* TASK PROMPT *
Locate the line containing "of the stone" in the data below. Reproduce it and every following line up to the end, exactly as given.

### SUPPLIED ENTRIES

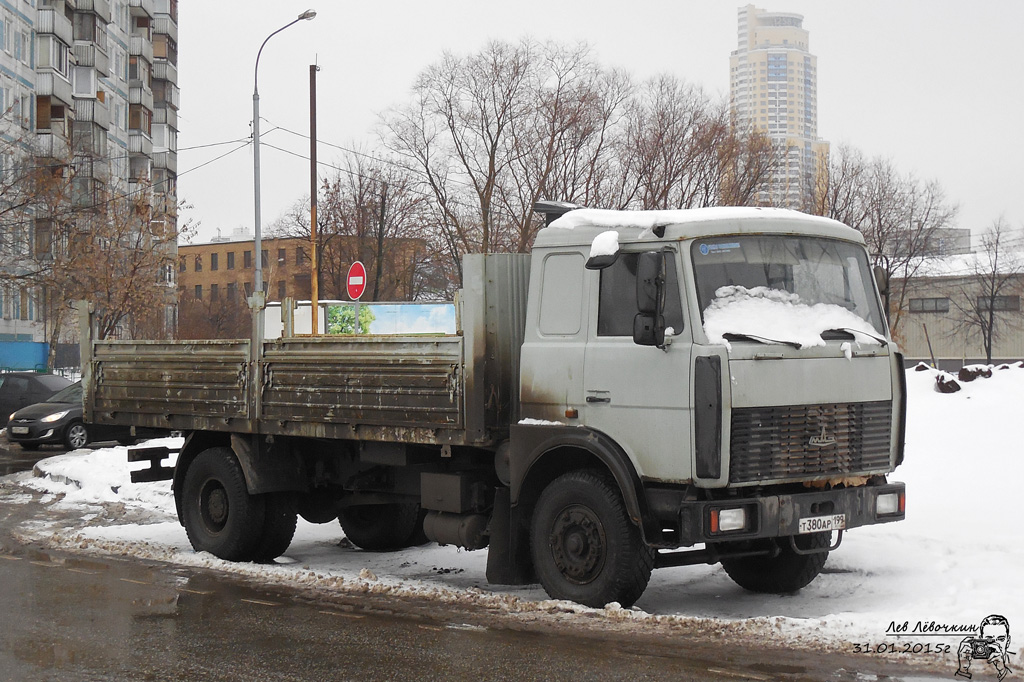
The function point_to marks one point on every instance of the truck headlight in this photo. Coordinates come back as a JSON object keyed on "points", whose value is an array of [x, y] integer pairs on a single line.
{"points": [[724, 520], [889, 504]]}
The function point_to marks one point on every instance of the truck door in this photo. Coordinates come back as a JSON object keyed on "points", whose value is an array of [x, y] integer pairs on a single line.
{"points": [[639, 395]]}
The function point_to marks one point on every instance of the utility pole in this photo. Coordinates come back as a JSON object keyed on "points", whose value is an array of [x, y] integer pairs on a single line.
{"points": [[313, 280]]}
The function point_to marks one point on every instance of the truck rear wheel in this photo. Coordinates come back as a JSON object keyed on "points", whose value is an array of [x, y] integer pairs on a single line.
{"points": [[279, 526], [219, 515], [787, 571], [584, 545], [381, 527]]}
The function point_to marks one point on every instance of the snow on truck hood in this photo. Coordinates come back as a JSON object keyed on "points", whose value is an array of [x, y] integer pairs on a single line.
{"points": [[779, 315]]}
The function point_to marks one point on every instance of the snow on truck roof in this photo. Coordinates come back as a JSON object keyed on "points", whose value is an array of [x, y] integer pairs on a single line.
{"points": [[582, 225]]}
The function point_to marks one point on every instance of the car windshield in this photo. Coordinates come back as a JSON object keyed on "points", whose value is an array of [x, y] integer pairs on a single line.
{"points": [[800, 270], [71, 393]]}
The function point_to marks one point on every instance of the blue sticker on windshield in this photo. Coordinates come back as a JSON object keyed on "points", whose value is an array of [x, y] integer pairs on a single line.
{"points": [[717, 248]]}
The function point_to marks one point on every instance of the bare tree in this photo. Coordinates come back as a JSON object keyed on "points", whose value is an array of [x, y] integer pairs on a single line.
{"points": [[367, 211], [987, 298]]}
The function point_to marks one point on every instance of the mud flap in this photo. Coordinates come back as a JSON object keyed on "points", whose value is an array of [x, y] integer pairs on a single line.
{"points": [[508, 554]]}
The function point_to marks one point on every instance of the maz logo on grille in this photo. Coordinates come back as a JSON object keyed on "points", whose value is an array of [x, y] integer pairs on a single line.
{"points": [[822, 439]]}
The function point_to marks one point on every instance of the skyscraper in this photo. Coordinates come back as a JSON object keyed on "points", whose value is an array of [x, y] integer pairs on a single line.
{"points": [[773, 89]]}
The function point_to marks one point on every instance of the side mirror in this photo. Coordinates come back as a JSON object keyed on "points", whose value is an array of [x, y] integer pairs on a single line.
{"points": [[648, 330], [882, 280], [601, 262]]}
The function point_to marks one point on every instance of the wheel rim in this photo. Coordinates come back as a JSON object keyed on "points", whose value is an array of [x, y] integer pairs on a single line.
{"points": [[213, 506], [578, 544], [77, 435]]}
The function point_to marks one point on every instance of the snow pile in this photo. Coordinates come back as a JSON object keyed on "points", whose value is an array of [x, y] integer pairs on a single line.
{"points": [[775, 314], [954, 560], [650, 219], [605, 244]]}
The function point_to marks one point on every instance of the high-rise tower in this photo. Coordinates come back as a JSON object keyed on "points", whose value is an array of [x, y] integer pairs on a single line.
{"points": [[773, 89]]}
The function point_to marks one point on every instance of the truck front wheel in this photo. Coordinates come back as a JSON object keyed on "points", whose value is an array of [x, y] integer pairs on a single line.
{"points": [[786, 571], [584, 545], [219, 515]]}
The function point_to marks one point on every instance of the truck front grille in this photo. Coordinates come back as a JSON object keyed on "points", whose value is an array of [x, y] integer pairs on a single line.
{"points": [[809, 441]]}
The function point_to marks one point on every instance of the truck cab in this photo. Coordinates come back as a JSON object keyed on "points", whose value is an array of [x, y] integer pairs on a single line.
{"points": [[729, 370]]}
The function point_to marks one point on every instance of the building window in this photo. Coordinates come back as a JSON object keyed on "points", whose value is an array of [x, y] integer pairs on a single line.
{"points": [[929, 305], [999, 302]]}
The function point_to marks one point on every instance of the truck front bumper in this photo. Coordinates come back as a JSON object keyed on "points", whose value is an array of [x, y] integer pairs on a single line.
{"points": [[686, 522]]}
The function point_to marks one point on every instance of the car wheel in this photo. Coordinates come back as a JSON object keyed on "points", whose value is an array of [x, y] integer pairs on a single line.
{"points": [[76, 435]]}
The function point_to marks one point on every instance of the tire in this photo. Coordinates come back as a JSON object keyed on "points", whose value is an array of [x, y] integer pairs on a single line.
{"points": [[76, 435], [584, 545], [381, 527], [219, 515], [785, 572], [279, 526]]}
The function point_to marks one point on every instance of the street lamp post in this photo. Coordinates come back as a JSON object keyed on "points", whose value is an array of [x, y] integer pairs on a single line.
{"points": [[258, 241]]}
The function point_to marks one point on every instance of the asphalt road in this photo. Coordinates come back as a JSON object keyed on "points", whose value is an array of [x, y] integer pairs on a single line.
{"points": [[71, 617]]}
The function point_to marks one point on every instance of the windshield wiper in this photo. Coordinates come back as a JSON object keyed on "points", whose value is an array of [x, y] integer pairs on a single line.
{"points": [[732, 336], [854, 332]]}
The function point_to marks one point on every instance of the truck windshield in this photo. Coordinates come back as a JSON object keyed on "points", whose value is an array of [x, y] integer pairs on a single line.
{"points": [[799, 270]]}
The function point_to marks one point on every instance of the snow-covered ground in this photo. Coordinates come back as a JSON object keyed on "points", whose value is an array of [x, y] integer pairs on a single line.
{"points": [[957, 558]]}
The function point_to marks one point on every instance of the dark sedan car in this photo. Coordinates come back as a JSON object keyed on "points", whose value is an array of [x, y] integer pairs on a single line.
{"points": [[59, 420], [20, 388]]}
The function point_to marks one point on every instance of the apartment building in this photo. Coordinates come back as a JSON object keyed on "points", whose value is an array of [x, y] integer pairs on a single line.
{"points": [[773, 88], [222, 270], [88, 88]]}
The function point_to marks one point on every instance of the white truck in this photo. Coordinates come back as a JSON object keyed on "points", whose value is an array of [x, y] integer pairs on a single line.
{"points": [[645, 389]]}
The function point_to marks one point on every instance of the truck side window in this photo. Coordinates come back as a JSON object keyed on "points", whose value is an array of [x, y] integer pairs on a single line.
{"points": [[617, 303], [561, 297]]}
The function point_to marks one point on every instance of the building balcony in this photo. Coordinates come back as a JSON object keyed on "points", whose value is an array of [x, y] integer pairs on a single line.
{"points": [[92, 111], [139, 142], [165, 25], [165, 71], [56, 86], [140, 46], [168, 160], [138, 94], [50, 145], [165, 115], [141, 7], [48, 20], [91, 54], [100, 8]]}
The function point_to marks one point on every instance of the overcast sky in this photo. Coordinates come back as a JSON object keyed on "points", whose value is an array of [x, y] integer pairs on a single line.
{"points": [[935, 86]]}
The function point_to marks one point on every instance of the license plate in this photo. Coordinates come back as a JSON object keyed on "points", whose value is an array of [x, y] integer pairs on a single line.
{"points": [[822, 523]]}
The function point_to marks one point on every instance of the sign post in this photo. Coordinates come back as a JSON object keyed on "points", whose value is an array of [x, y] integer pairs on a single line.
{"points": [[355, 283]]}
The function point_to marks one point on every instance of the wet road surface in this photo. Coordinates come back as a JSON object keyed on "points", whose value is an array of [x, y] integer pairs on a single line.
{"points": [[74, 619]]}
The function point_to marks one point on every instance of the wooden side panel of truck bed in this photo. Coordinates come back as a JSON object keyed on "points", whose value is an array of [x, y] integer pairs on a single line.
{"points": [[385, 388]]}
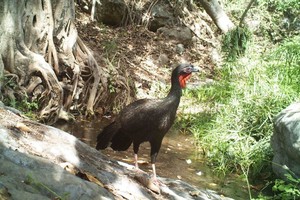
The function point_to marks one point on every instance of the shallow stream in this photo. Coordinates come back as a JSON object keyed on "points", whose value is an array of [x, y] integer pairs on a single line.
{"points": [[177, 159]]}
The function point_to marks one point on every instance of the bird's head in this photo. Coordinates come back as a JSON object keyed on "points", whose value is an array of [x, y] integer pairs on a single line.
{"points": [[184, 72]]}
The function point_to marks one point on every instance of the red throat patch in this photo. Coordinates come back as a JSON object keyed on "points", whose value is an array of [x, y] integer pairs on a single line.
{"points": [[183, 79]]}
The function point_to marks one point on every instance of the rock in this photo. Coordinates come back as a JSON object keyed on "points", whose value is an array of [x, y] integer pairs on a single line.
{"points": [[161, 16], [42, 162], [286, 142], [180, 49]]}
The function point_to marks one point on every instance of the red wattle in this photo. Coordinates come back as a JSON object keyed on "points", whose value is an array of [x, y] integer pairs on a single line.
{"points": [[183, 79]]}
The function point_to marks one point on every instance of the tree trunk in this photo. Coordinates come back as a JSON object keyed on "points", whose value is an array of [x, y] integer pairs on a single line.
{"points": [[41, 53], [215, 11], [42, 162]]}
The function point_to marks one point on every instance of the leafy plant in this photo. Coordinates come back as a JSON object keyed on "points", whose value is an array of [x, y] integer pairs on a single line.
{"points": [[235, 42], [287, 189]]}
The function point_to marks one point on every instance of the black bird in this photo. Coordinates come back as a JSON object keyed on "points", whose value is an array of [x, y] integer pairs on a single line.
{"points": [[146, 119]]}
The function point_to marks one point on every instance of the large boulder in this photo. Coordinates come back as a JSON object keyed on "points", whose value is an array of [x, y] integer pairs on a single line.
{"points": [[286, 142]]}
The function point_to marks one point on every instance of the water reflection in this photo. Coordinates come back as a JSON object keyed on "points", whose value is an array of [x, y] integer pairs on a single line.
{"points": [[177, 159]]}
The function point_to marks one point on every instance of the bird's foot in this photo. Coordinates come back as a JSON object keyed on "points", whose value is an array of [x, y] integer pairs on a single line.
{"points": [[156, 181]]}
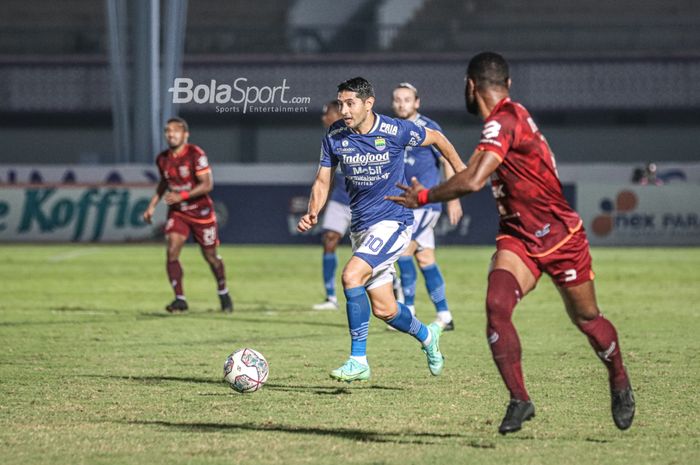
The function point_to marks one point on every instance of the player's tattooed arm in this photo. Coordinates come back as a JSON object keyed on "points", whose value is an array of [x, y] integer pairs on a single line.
{"points": [[160, 190], [472, 179], [454, 207], [445, 147], [317, 200], [203, 187]]}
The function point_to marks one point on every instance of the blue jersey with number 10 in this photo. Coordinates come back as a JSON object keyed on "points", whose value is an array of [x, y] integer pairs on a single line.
{"points": [[373, 164]]}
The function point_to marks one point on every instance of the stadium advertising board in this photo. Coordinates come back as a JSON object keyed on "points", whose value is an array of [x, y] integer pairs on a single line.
{"points": [[76, 214], [640, 215], [247, 214]]}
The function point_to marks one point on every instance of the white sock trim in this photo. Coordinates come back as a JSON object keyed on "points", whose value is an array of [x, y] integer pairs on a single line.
{"points": [[360, 359]]}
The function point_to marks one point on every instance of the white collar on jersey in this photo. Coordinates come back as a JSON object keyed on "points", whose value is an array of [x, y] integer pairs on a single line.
{"points": [[374, 128]]}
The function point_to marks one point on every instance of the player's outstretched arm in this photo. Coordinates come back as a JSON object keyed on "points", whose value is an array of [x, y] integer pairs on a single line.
{"points": [[472, 179], [445, 147], [454, 207], [317, 200], [160, 190]]}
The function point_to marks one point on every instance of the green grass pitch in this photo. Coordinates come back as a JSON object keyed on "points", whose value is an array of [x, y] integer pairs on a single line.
{"points": [[93, 371]]}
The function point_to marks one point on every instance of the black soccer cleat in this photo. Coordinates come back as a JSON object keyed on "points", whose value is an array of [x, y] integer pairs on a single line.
{"points": [[226, 303], [177, 306], [518, 412], [623, 407]]}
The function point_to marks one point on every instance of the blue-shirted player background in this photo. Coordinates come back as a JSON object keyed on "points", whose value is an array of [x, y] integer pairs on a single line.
{"points": [[369, 150], [336, 220], [424, 163]]}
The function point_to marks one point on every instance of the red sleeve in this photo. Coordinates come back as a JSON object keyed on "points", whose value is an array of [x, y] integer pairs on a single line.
{"points": [[498, 134], [158, 165]]}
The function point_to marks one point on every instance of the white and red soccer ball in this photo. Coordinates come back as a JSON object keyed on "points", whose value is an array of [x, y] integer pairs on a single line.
{"points": [[246, 370]]}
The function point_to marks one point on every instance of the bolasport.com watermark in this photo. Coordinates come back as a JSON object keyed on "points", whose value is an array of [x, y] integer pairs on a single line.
{"points": [[239, 96]]}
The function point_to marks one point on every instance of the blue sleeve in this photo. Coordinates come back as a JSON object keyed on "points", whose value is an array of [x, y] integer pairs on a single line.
{"points": [[433, 125], [410, 134], [328, 158]]}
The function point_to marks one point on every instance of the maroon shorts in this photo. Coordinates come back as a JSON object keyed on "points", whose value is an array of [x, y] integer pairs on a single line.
{"points": [[205, 231], [569, 265]]}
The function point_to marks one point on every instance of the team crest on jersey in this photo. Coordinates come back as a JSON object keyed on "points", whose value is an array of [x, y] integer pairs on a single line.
{"points": [[202, 162], [388, 128]]}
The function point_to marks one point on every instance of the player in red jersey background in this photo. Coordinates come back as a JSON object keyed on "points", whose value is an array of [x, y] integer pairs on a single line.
{"points": [[538, 233], [185, 183]]}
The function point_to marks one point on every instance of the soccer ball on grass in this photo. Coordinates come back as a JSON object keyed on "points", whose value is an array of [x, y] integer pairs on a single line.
{"points": [[246, 370]]}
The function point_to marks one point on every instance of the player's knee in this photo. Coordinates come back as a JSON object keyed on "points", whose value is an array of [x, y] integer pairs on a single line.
{"points": [[425, 258], [330, 242], [384, 311], [582, 315], [352, 278], [211, 257], [173, 253], [501, 297]]}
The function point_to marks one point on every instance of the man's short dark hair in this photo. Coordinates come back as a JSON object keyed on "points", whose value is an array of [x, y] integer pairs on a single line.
{"points": [[409, 86], [488, 69], [332, 105], [359, 85], [181, 121]]}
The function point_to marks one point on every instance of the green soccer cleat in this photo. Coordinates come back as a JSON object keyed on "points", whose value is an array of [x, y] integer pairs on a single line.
{"points": [[351, 371], [436, 361]]}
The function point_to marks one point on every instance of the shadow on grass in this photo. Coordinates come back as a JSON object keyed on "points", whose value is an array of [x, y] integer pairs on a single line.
{"points": [[401, 437], [160, 379], [328, 390], [236, 318], [319, 390]]}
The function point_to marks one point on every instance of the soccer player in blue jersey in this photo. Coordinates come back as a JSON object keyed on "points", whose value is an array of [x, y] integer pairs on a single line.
{"points": [[336, 220], [369, 148], [424, 163]]}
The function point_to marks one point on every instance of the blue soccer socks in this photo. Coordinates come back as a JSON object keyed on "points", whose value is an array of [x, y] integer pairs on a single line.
{"points": [[405, 322], [330, 264], [435, 284], [358, 310], [408, 279]]}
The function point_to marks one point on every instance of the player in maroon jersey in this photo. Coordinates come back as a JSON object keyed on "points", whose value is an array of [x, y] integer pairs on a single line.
{"points": [[539, 232], [186, 180]]}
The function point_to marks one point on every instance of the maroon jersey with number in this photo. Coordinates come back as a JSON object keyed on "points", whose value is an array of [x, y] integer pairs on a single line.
{"points": [[526, 186], [180, 171]]}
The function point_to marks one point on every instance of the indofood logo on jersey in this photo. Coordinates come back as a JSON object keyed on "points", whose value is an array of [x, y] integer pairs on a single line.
{"points": [[366, 159], [623, 215], [239, 96]]}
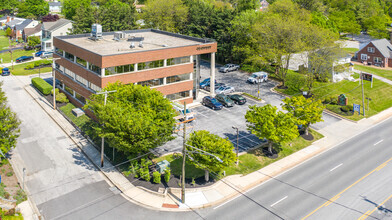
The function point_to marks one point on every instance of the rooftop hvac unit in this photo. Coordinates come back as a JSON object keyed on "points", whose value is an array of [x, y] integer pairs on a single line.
{"points": [[96, 31], [119, 35]]}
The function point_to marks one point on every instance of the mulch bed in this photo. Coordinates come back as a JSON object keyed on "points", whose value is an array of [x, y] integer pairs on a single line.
{"points": [[173, 183]]}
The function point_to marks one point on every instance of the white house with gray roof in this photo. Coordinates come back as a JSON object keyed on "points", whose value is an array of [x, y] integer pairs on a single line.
{"points": [[60, 27], [377, 52]]}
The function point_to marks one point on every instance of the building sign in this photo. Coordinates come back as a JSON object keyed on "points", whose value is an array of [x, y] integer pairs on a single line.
{"points": [[203, 48], [357, 108]]}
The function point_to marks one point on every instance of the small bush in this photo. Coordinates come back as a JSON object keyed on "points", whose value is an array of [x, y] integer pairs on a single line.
{"points": [[41, 85], [167, 175], [156, 177]]}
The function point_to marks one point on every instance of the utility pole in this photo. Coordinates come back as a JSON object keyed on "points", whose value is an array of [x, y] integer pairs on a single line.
{"points": [[363, 96], [183, 159], [103, 138]]}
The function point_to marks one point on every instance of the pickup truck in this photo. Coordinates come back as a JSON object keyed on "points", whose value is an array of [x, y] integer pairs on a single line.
{"points": [[229, 67]]}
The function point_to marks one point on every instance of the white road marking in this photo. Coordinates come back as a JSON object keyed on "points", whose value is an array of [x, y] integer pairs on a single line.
{"points": [[279, 201], [379, 142], [335, 167]]}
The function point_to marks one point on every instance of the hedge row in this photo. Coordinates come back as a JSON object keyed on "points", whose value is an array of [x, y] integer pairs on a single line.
{"points": [[42, 85]]}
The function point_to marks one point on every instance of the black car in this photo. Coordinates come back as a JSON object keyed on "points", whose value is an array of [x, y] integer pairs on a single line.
{"points": [[5, 72], [24, 58], [212, 103], [238, 99], [225, 100], [217, 85]]}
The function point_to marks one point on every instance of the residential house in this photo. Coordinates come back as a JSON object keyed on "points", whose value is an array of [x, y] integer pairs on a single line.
{"points": [[35, 31], [17, 30], [54, 7], [377, 52], [51, 29]]}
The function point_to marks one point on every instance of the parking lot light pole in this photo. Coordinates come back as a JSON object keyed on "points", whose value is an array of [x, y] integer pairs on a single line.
{"points": [[238, 134], [54, 81]]}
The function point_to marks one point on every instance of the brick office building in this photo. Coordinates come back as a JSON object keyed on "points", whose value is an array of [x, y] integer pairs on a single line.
{"points": [[167, 62]]}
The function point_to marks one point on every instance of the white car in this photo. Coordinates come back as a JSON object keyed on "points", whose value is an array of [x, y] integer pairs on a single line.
{"points": [[225, 90]]}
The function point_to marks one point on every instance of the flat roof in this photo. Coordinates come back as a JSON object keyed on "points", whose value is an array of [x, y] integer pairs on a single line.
{"points": [[153, 40]]}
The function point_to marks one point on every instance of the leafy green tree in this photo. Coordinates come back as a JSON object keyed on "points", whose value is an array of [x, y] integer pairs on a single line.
{"points": [[9, 124], [70, 7], [33, 8], [165, 15], [33, 41], [307, 111], [275, 126], [117, 16], [135, 118], [212, 144]]}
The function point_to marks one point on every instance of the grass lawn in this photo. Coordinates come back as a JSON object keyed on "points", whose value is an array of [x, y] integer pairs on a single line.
{"points": [[380, 94], [376, 71], [15, 54], [350, 50], [255, 160], [20, 71]]}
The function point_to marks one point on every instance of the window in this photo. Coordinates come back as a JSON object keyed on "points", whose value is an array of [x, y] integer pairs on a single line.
{"points": [[178, 60], [151, 83], [371, 49], [150, 65], [81, 61], [68, 89], [69, 56], [119, 69], [378, 60], [178, 78], [94, 68], [178, 95]]}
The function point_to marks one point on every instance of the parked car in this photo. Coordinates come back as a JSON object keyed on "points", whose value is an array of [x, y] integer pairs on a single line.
{"points": [[225, 100], [46, 54], [38, 54], [229, 67], [258, 77], [24, 58], [238, 99], [217, 85], [212, 103], [5, 71], [224, 90], [205, 83]]}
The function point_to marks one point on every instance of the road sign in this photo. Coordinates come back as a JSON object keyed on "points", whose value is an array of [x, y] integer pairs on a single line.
{"points": [[357, 108]]}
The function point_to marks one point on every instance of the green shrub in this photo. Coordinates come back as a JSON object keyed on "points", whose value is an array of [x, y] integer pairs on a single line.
{"points": [[156, 177], [167, 175], [42, 85]]}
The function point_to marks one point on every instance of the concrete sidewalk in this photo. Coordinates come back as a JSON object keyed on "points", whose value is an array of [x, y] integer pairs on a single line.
{"points": [[224, 189]]}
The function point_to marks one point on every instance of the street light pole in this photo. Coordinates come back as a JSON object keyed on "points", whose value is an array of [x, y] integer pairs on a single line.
{"points": [[238, 134], [103, 138]]}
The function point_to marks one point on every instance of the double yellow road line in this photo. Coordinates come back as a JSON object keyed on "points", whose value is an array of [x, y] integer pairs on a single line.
{"points": [[327, 203]]}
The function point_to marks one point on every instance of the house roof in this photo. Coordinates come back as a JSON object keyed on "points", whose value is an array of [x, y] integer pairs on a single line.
{"points": [[24, 24], [384, 46], [54, 4], [31, 31], [53, 25]]}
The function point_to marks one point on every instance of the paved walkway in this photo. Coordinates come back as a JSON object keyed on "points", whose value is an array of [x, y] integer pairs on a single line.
{"points": [[224, 189]]}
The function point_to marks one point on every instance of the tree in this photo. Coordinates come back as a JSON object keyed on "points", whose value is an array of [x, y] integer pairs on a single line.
{"points": [[9, 125], [212, 144], [33, 41], [33, 8], [165, 15], [307, 111], [135, 118], [266, 122], [70, 7]]}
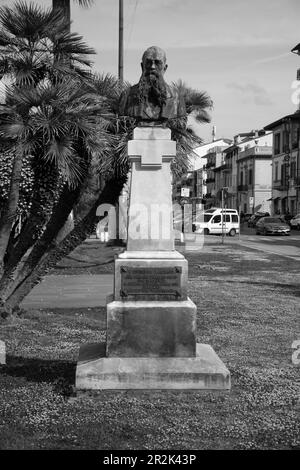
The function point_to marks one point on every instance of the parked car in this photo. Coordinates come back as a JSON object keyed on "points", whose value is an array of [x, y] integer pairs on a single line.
{"points": [[216, 220], [255, 217], [271, 225], [246, 217], [295, 222]]}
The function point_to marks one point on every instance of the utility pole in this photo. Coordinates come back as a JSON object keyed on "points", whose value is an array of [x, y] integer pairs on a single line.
{"points": [[121, 41], [121, 79]]}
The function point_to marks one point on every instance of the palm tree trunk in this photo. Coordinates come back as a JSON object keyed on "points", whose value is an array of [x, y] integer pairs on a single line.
{"points": [[54, 254], [65, 6], [10, 211], [12, 279], [44, 195]]}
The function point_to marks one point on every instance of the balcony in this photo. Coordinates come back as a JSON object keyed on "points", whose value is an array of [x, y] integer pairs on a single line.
{"points": [[242, 187], [210, 165], [226, 167], [280, 186], [297, 182]]}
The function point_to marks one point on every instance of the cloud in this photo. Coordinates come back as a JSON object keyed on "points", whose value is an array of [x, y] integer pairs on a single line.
{"points": [[257, 93]]}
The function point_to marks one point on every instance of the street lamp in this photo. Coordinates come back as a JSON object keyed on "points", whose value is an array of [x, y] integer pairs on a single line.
{"points": [[287, 157]]}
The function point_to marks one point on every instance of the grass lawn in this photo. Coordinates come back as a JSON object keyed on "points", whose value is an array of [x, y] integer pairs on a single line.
{"points": [[248, 310]]}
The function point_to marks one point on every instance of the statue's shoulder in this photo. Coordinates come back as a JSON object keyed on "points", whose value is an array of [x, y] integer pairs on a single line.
{"points": [[128, 98]]}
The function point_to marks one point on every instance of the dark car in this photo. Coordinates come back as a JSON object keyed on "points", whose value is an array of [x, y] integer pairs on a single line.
{"points": [[246, 217], [255, 218], [271, 225]]}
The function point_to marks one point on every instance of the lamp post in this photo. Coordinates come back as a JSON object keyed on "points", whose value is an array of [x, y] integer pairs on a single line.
{"points": [[287, 157]]}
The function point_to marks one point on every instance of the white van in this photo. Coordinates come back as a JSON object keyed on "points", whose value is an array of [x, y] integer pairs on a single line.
{"points": [[212, 221]]}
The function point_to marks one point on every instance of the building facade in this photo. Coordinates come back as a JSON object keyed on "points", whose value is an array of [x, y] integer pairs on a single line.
{"points": [[285, 164]]}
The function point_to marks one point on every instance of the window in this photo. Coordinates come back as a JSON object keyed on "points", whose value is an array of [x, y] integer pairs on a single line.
{"points": [[295, 135], [293, 169], [284, 174], [276, 172], [286, 141], [250, 176], [277, 143]]}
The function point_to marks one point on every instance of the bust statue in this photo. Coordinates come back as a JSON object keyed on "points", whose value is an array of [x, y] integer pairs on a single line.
{"points": [[152, 101]]}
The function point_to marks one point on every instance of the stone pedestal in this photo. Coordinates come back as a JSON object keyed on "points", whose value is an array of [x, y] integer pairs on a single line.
{"points": [[151, 322]]}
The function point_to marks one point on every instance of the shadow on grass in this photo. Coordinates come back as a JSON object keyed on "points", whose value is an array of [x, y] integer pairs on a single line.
{"points": [[61, 374], [289, 289]]}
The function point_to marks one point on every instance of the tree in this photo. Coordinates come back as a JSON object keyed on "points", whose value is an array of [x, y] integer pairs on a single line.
{"points": [[34, 45], [65, 7], [65, 114], [51, 113]]}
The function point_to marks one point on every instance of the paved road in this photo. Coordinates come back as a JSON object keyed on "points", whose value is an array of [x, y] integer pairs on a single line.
{"points": [[66, 291]]}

######

* TASK RESULT *
The function point_to marks one point on every instance of the stone pedestal in this photo. Coordinates come back as a JSON object keyed on "points", whose value is an array of [x, y] integer pairs on a single line.
{"points": [[151, 322]]}
The function point_to marks one point on every instance of the shadow on grass in this photo. Coordinates come back as a JSON object keyed on "points", whose value is an array of [x, y] integer pairs on a single line.
{"points": [[61, 374], [289, 289]]}
The function point_to marks one point on every instance of the tree in this photo. Coordinates come back as a JSON object keyed on "points", whose value is an array of [x, y] integer pairs on a single line.
{"points": [[34, 45], [65, 7], [65, 114], [51, 113]]}
The function point_to marks one point on every instance of the paved road in this photo. Coordinates come back as a JSON object keyed on "points", whose value is an array of [x, y] integer pairs on a single line.
{"points": [[66, 291]]}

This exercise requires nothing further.